» **ACTIVITY**: Set down, exactly and in full, the line holding "figure in the picture above?" and all the lines after it until the listing ends, and nothing else.

» **INPUT DATA**:

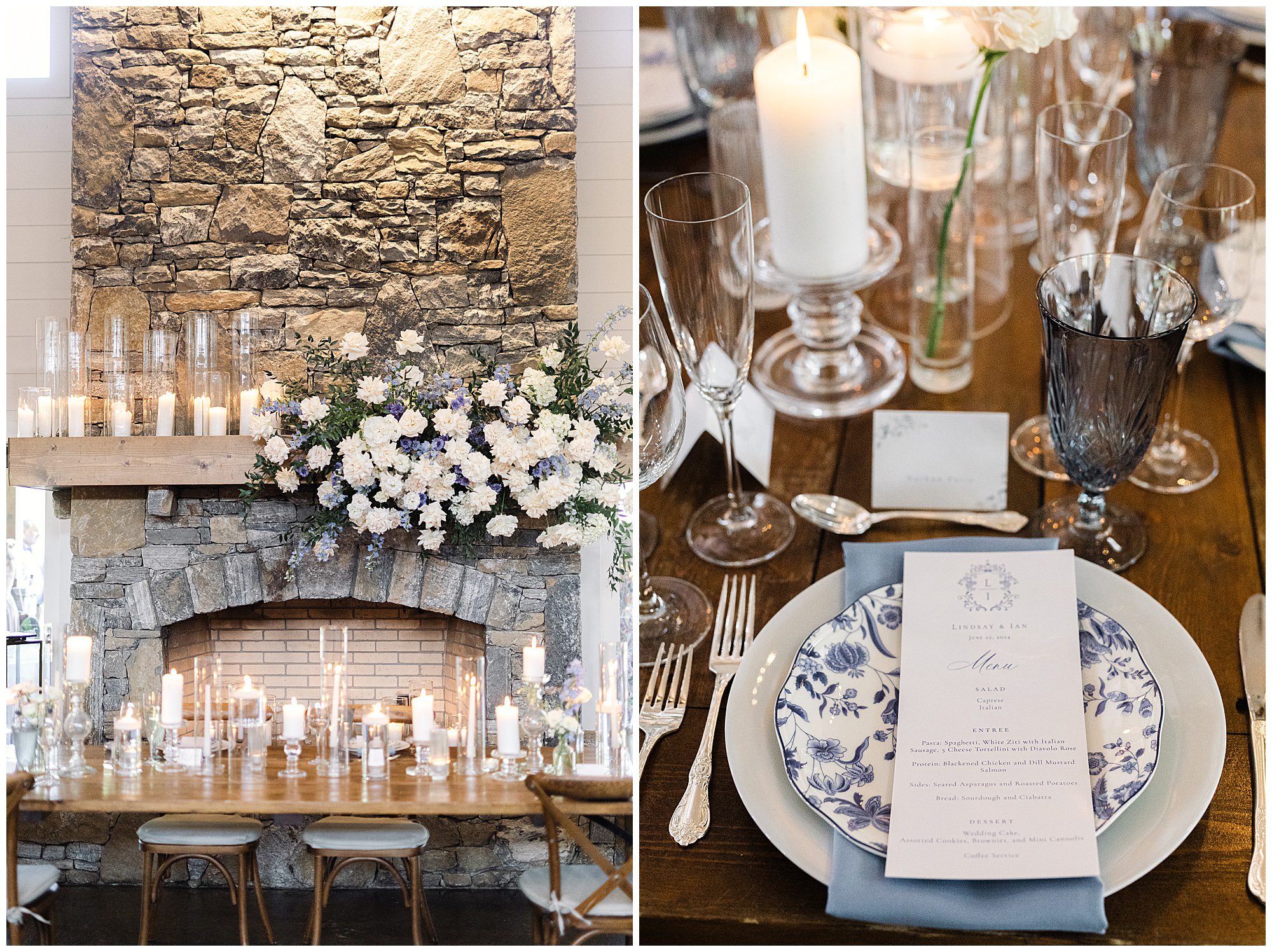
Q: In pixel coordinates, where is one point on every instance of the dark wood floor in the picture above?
(107, 915)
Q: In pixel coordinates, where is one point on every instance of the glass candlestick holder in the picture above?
(827, 363)
(78, 726)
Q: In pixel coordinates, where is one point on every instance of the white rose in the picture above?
(275, 451)
(1030, 29)
(410, 343)
(354, 345)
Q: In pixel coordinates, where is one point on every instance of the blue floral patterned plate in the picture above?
(836, 717)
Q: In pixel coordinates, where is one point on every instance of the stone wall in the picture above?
(367, 169)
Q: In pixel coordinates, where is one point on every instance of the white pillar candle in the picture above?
(422, 715)
(808, 93)
(171, 705)
(532, 661)
(121, 419)
(217, 422)
(80, 654)
(249, 401)
(294, 721)
(508, 729)
(167, 415)
(929, 48)
(76, 406)
(46, 415)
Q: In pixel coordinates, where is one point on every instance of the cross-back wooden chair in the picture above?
(31, 887)
(593, 899)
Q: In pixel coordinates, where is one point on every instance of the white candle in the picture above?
(294, 721)
(249, 401)
(172, 699)
(80, 654)
(508, 728)
(808, 93)
(422, 715)
(929, 48)
(46, 417)
(167, 415)
(532, 661)
(217, 422)
(121, 419)
(76, 406)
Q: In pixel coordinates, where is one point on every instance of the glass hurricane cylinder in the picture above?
(471, 704)
(942, 251)
(160, 383)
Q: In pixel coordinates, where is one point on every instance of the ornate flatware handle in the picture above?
(1259, 741)
(693, 815)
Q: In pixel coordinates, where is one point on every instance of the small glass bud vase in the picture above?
(127, 748)
(439, 754)
(35, 411)
(942, 249)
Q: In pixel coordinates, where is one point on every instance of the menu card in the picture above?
(992, 775)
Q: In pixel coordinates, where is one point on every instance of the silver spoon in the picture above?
(847, 518)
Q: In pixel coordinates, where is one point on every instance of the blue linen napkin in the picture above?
(859, 890)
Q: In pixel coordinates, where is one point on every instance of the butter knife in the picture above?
(1255, 673)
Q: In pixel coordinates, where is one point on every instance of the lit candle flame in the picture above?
(803, 49)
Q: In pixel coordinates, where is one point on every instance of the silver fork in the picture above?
(735, 629)
(666, 698)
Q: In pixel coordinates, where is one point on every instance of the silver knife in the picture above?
(1255, 673)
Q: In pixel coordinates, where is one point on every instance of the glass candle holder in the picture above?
(471, 703)
(78, 405)
(127, 746)
(439, 754)
(160, 383)
(942, 245)
(52, 373)
(209, 404)
(245, 390)
(34, 403)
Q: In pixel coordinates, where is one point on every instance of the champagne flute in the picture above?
(704, 246)
(1200, 222)
(671, 609)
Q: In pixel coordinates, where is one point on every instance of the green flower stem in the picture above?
(938, 315)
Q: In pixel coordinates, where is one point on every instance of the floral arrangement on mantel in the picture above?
(395, 447)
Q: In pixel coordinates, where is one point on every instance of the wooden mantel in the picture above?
(57, 462)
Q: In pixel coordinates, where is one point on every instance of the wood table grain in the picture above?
(1205, 558)
(230, 792)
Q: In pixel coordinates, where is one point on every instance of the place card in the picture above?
(939, 460)
(992, 775)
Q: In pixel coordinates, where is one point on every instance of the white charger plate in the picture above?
(1190, 761)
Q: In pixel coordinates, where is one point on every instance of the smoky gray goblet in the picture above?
(1112, 330)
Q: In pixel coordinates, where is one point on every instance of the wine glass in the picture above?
(1201, 223)
(1081, 155)
(1114, 326)
(704, 246)
(671, 609)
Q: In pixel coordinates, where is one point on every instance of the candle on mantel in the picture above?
(422, 715)
(80, 654)
(294, 721)
(121, 419)
(808, 95)
(166, 417)
(249, 401)
(508, 728)
(532, 661)
(217, 420)
(172, 699)
(76, 406)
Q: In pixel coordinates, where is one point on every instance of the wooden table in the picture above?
(1205, 558)
(400, 796)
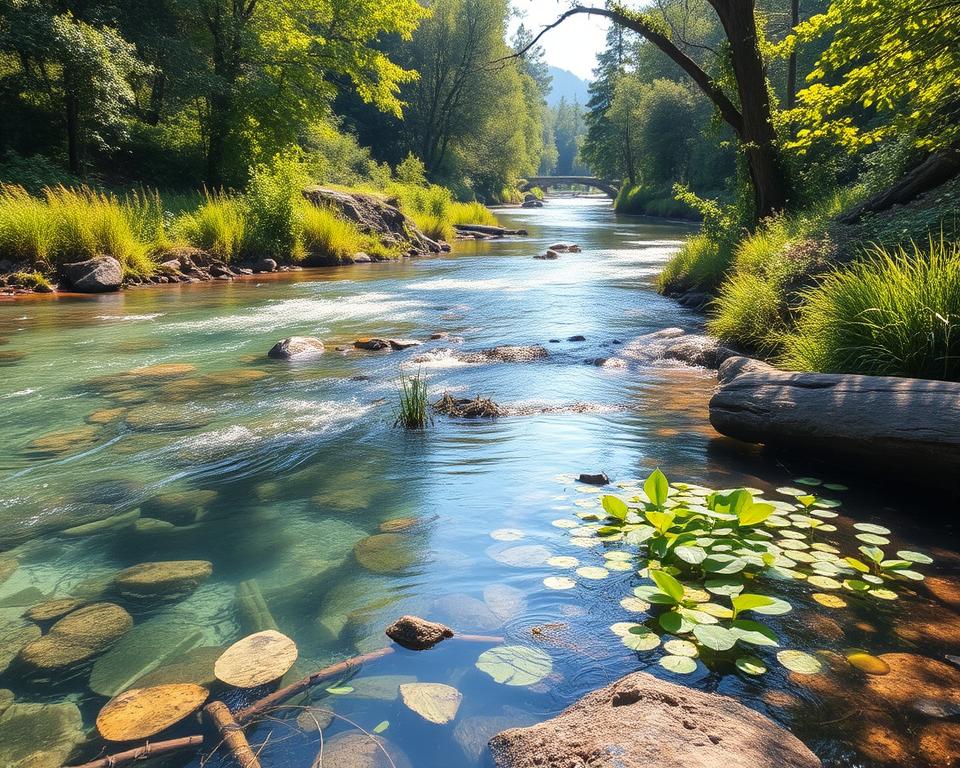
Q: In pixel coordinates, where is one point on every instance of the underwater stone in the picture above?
(417, 634)
(77, 637)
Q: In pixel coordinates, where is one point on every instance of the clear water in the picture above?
(303, 464)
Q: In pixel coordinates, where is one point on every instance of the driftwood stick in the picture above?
(156, 749)
(335, 670)
(232, 734)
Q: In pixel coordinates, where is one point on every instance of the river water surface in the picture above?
(291, 480)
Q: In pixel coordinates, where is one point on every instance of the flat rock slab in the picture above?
(874, 418)
(643, 722)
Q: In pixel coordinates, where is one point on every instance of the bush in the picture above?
(218, 226)
(895, 314)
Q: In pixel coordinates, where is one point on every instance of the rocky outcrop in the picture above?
(643, 722)
(296, 348)
(100, 274)
(376, 217)
(873, 418)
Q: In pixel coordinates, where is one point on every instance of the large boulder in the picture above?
(296, 348)
(877, 419)
(100, 274)
(641, 721)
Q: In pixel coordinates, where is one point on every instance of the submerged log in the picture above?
(895, 421)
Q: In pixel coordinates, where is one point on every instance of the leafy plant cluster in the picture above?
(715, 558)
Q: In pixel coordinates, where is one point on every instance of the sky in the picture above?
(573, 45)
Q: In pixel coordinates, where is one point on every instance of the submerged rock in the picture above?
(417, 634)
(296, 348)
(77, 637)
(98, 275)
(163, 578)
(39, 735)
(643, 722)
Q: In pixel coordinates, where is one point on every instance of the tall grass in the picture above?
(896, 313)
(412, 413)
(218, 225)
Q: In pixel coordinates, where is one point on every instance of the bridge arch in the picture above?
(610, 188)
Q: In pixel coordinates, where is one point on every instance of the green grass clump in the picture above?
(412, 413)
(328, 237)
(218, 226)
(896, 313)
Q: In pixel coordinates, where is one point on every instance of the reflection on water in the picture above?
(149, 426)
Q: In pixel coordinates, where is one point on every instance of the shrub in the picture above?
(895, 313)
(218, 225)
(329, 237)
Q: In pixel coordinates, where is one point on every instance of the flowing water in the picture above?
(150, 426)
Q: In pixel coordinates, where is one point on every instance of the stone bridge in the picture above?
(610, 188)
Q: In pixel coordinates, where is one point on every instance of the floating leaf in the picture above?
(715, 637)
(751, 665)
(800, 662)
(434, 702)
(515, 664)
(679, 665)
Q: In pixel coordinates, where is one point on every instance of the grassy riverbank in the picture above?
(270, 218)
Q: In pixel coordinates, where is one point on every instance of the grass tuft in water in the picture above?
(413, 412)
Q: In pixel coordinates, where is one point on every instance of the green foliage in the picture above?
(412, 413)
(896, 313)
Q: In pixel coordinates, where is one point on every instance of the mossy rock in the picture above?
(64, 442)
(14, 636)
(77, 637)
(53, 609)
(163, 578)
(39, 735)
(386, 552)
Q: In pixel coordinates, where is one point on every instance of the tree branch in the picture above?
(711, 89)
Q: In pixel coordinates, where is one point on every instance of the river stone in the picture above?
(353, 749)
(100, 274)
(145, 649)
(643, 722)
(78, 637)
(14, 636)
(179, 507)
(163, 578)
(53, 609)
(386, 552)
(296, 348)
(39, 735)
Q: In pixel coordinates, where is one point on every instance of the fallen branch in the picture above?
(156, 749)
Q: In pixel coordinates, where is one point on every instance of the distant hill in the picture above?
(568, 86)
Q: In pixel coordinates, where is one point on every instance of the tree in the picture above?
(748, 111)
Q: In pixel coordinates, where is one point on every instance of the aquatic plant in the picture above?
(714, 559)
(413, 413)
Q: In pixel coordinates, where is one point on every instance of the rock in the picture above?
(417, 634)
(598, 478)
(53, 609)
(163, 578)
(371, 344)
(296, 348)
(265, 265)
(399, 344)
(642, 722)
(14, 636)
(39, 735)
(893, 421)
(77, 637)
(98, 275)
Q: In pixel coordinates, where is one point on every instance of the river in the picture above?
(275, 472)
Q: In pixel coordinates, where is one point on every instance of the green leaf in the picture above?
(668, 585)
(615, 507)
(657, 488)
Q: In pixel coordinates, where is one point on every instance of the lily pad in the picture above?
(515, 664)
(434, 702)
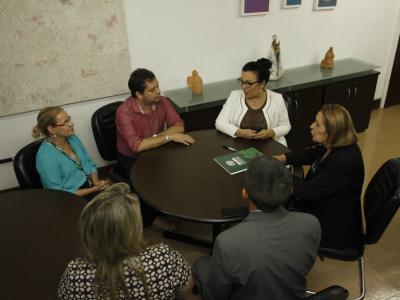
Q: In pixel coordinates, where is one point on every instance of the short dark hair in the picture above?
(138, 79)
(260, 68)
(268, 182)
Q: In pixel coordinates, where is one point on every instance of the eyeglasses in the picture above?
(66, 122)
(246, 83)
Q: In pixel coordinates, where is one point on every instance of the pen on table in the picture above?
(229, 148)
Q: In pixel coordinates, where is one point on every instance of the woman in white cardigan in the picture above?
(254, 112)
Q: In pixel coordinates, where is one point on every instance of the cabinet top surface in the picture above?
(293, 79)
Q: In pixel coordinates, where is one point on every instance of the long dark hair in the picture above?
(260, 68)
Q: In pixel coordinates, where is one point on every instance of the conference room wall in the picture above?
(175, 36)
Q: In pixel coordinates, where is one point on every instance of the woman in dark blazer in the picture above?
(332, 188)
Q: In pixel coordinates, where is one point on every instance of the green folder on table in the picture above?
(238, 161)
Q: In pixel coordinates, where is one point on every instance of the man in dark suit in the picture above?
(268, 255)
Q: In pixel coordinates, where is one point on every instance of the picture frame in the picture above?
(324, 4)
(291, 3)
(254, 7)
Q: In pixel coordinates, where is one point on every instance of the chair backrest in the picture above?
(382, 199)
(104, 130)
(334, 292)
(24, 164)
(291, 106)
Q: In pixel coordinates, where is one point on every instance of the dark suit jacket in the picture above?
(331, 191)
(266, 256)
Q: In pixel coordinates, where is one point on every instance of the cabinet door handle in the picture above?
(348, 94)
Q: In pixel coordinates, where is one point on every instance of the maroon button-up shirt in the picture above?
(134, 125)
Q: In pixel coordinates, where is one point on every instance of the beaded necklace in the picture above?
(74, 158)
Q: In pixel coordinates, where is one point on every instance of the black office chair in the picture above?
(381, 201)
(334, 292)
(104, 131)
(24, 164)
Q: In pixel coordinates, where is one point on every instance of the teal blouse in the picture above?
(58, 171)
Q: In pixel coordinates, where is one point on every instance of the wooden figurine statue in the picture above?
(195, 83)
(274, 55)
(327, 62)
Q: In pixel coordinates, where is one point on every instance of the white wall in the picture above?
(175, 36)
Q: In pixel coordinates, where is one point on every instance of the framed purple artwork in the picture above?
(324, 4)
(254, 7)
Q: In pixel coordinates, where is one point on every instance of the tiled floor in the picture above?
(378, 143)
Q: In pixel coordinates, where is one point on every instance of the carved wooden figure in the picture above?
(195, 83)
(327, 62)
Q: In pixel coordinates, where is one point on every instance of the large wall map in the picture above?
(55, 52)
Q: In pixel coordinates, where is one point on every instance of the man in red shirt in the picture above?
(145, 120)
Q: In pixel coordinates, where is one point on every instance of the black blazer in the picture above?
(331, 191)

» **EXERCISE OUTPUT**:
Q: In pixel coordinates, where is one point on every instance of the carved wooden figure in the picture above?
(195, 83)
(327, 62)
Q: In pixel coordinates, where is one point on every instance of the large wall map in the picture above?
(55, 52)
Q: In pixel coordinates, where is one point on every instance of the man in red shirt in the picture above?
(145, 120)
Q: In pixel coordinates, where is one point on every instance of the black blazer in the picture above?
(331, 191)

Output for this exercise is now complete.